#### WORK TASK
Please render the lines as a numbered list, from the start of the records through the line containing "negative clicks: (228, 107) (181, 121)", both ends included. Leave out blank lines and pictures.

#### MATERIAL PROVIDED
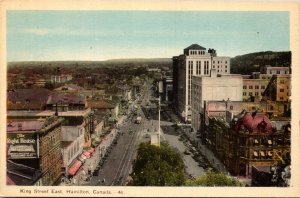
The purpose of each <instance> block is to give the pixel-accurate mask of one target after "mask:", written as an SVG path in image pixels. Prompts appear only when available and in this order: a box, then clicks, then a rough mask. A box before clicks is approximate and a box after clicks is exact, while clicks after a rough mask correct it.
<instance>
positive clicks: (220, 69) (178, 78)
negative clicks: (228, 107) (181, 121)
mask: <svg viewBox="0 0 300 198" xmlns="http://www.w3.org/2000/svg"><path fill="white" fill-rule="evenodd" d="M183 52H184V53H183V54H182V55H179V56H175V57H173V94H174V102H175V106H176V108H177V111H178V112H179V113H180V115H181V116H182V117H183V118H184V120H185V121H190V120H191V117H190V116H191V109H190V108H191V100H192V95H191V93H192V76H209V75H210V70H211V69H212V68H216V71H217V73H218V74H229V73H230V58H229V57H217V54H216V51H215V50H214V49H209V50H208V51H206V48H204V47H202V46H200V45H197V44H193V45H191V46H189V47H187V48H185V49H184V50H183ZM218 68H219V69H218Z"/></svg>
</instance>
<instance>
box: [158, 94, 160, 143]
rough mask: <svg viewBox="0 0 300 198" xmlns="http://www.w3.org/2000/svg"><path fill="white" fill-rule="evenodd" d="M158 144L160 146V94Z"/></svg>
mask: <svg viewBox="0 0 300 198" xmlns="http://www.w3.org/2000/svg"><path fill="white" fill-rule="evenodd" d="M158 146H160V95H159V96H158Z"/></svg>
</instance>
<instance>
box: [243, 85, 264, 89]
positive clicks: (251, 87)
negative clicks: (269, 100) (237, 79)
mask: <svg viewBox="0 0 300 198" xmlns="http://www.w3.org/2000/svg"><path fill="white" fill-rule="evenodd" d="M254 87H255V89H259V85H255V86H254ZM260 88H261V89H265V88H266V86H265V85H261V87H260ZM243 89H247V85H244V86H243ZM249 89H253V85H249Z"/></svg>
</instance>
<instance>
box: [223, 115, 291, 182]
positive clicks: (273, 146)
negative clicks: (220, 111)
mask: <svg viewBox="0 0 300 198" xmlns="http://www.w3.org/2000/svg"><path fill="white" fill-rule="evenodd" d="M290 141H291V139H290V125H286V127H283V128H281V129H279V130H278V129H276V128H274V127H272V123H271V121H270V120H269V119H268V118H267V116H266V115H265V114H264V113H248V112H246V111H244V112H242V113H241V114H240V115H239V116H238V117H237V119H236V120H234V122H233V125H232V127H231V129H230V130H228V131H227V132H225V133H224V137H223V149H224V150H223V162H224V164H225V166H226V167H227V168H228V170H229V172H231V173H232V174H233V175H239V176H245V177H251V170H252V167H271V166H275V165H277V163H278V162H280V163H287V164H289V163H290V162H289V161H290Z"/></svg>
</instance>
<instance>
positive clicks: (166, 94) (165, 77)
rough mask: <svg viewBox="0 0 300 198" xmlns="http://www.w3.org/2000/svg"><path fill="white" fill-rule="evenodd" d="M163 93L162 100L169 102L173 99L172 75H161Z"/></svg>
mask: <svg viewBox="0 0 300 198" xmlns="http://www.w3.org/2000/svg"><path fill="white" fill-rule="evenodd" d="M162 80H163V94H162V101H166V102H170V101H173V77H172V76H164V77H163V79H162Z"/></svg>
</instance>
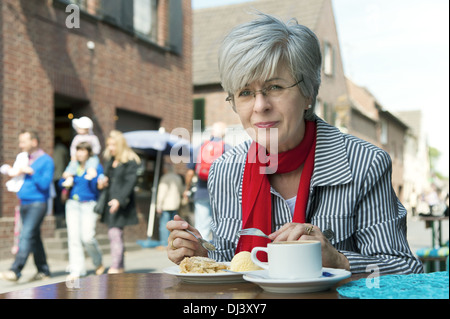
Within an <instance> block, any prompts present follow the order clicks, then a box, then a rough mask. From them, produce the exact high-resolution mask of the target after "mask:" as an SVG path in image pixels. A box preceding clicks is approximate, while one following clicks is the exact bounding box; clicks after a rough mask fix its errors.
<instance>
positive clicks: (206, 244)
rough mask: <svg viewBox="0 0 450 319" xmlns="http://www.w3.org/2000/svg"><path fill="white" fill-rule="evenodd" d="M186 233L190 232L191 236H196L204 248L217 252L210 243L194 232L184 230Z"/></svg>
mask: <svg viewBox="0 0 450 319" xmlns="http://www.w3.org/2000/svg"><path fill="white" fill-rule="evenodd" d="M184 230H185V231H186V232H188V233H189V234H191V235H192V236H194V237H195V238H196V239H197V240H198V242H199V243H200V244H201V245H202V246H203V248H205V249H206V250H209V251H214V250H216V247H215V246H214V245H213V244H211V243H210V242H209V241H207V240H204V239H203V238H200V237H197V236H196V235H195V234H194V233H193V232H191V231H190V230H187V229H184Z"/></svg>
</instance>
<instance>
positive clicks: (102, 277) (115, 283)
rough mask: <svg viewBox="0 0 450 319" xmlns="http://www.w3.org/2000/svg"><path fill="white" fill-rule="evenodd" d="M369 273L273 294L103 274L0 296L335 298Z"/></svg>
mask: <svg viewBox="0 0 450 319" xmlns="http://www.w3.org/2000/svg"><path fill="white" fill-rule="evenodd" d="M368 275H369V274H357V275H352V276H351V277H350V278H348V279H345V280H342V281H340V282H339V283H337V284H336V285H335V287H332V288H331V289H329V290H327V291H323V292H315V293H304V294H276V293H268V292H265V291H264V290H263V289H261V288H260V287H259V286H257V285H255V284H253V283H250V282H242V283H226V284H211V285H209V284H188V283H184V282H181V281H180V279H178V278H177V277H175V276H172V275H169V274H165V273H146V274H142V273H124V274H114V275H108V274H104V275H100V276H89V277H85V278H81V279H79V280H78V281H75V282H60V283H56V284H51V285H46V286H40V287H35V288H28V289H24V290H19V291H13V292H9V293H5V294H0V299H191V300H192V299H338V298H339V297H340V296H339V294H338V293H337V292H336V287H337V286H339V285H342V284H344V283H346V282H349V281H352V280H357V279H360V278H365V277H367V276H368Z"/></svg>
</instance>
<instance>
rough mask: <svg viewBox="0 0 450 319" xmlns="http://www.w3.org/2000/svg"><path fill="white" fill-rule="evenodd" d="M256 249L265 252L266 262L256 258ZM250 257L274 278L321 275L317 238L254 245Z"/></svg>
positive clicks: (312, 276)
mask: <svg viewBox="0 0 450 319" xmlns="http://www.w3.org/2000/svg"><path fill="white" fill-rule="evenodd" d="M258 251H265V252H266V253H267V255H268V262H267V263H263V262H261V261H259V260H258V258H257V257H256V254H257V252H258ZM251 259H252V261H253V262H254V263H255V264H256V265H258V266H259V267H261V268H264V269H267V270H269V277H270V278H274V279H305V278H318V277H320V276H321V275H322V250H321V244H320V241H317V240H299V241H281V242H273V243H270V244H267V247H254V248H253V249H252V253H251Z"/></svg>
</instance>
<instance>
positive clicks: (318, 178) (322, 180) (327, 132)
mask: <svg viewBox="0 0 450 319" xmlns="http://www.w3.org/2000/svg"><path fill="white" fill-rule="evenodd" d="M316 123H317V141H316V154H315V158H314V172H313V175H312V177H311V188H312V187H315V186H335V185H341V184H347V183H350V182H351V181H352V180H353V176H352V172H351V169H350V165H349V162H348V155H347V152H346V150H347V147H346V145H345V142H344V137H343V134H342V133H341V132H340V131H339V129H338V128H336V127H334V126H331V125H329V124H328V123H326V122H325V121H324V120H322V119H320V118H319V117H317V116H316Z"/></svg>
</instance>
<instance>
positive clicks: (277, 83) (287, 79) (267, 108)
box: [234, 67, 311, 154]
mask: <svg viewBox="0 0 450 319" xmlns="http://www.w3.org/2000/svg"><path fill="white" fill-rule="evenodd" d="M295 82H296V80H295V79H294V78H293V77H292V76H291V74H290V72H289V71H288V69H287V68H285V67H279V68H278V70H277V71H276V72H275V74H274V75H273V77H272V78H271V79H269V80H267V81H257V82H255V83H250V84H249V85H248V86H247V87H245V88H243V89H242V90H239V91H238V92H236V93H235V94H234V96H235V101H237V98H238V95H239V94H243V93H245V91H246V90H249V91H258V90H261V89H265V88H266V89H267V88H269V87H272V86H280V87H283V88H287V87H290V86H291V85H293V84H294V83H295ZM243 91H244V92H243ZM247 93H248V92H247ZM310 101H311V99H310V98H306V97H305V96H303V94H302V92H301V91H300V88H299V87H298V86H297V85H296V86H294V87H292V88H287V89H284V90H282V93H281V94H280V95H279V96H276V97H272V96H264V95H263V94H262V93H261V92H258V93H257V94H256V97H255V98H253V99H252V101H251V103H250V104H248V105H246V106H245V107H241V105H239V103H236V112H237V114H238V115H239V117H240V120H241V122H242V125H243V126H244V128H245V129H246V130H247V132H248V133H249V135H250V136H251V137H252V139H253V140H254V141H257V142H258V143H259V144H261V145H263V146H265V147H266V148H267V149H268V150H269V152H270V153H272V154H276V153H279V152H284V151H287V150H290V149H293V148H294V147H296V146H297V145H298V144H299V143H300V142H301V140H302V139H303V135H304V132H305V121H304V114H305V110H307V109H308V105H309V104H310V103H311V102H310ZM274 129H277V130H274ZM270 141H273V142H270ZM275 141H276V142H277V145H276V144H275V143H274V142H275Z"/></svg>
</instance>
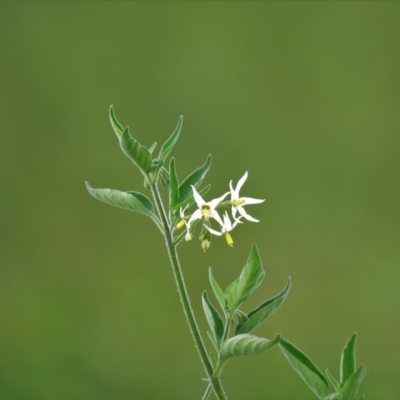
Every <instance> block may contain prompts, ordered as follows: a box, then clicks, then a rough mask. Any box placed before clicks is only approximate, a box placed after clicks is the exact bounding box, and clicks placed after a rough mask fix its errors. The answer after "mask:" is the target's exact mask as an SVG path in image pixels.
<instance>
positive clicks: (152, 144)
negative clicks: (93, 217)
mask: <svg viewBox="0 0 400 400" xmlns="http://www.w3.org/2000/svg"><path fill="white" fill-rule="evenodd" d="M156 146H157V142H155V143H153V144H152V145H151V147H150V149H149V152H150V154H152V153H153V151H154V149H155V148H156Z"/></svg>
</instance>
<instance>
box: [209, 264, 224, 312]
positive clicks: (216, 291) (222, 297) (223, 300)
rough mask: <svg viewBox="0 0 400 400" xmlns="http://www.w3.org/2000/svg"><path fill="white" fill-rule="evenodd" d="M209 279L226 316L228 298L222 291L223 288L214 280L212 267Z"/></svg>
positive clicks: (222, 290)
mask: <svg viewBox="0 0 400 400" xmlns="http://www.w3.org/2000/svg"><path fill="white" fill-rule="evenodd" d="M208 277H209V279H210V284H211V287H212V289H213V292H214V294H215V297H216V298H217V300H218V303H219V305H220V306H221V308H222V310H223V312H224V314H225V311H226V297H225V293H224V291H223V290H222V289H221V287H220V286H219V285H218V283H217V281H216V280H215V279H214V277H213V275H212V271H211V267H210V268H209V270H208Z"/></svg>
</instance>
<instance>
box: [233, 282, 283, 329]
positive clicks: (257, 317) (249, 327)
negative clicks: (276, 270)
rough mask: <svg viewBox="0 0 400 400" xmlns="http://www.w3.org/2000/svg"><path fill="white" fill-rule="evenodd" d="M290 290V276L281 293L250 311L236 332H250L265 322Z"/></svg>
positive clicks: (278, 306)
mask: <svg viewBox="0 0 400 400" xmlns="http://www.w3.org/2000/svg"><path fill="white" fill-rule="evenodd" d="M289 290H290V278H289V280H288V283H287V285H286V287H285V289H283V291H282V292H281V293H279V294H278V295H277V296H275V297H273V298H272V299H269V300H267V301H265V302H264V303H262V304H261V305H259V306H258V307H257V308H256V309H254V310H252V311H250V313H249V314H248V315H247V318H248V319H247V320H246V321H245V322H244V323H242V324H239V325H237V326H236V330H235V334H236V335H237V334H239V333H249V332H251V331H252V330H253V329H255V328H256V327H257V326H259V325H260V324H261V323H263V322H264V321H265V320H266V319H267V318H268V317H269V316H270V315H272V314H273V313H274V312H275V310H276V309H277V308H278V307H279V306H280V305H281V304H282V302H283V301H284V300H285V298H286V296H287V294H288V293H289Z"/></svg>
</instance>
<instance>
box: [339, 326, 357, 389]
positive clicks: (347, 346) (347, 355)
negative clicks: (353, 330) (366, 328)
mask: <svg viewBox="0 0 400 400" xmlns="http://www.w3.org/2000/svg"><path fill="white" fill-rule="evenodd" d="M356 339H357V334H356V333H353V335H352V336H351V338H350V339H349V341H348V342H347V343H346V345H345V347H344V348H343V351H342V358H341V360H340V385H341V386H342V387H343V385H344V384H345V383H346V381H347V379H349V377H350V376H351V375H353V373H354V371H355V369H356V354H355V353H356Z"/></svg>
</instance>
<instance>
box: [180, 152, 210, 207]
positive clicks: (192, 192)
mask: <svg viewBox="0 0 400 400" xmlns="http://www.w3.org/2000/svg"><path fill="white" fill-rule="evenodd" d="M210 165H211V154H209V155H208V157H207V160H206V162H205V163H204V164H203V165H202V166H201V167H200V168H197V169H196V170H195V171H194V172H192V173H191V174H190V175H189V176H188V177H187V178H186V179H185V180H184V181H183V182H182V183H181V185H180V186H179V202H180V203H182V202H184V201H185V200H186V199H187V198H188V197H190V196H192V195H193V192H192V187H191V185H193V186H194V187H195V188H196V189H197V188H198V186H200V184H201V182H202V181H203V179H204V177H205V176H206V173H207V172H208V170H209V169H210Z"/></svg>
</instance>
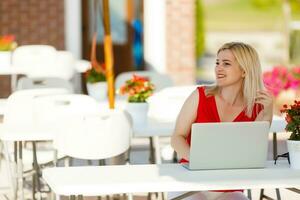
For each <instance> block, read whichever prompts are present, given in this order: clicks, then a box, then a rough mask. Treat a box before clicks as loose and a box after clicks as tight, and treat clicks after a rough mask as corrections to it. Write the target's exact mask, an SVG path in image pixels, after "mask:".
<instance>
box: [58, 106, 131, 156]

#### OUTPUT FOR THIS TASK
1. The purpose of each <instance> block is to give the pixel-accurate mask of one target after "mask:", written as an SVG path in image pixels. Prompts appear only when available and in this order: a box, then clicks, then a rough mask. A box before clicks is approximate and a box after clicks is exact, while clicks after a rough mask correct it.
2. <instance>
3. positive clicks: (220, 69) (178, 78)
4. negative clicks: (228, 107) (181, 121)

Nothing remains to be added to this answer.